## [DATA FOR PROCESSING]
— BEGIN —

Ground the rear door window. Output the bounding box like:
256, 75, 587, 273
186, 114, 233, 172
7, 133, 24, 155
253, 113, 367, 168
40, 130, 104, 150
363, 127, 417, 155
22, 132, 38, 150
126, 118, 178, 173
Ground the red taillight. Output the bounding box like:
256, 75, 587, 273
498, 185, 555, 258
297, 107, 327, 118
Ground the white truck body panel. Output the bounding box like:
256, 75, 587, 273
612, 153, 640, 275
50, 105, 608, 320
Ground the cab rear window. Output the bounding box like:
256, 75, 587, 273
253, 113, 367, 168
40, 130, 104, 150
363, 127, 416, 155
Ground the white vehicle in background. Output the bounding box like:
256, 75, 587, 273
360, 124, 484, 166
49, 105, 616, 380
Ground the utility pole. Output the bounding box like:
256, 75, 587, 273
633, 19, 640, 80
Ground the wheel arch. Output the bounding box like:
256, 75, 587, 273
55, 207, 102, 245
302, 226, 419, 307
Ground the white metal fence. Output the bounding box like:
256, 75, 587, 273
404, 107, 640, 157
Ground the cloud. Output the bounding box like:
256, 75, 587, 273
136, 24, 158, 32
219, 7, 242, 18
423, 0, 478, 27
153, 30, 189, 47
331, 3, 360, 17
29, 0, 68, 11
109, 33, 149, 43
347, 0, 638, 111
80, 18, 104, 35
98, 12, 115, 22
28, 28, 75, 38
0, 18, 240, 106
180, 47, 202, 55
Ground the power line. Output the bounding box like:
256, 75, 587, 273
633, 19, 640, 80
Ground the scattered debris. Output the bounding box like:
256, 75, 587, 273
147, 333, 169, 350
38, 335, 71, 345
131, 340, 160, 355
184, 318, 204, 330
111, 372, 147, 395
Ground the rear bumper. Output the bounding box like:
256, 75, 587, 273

— END —

## [STATED PROBLEM]
Edit everything from the first line down through the line containing "49, 105, 616, 380", replacing "taillight" with "tail lamp" and leaving all else unchanged, and present only those lines.

## [RESPONSE TO THE TASK]
Ground the rear door window. Output the bounding box like:
256, 75, 587, 273
186, 114, 233, 172
7, 133, 24, 155
253, 113, 367, 168
40, 130, 104, 150
363, 127, 417, 155
22, 132, 38, 150
126, 118, 178, 173
Ground the red tail lamp. Output the bounding box like:
256, 75, 587, 273
498, 185, 555, 258
297, 107, 327, 118
Ground the white truck body panel. Output the bounding box like:
256, 75, 587, 273
612, 153, 640, 275
50, 105, 608, 320
Ground the cab rear window. Output the bounding box like:
256, 75, 587, 273
253, 113, 367, 168
40, 130, 104, 150
363, 127, 416, 155
Ground the white vehicle in background. Output the bounding box like:
256, 75, 587, 273
360, 124, 484, 166
49, 105, 616, 380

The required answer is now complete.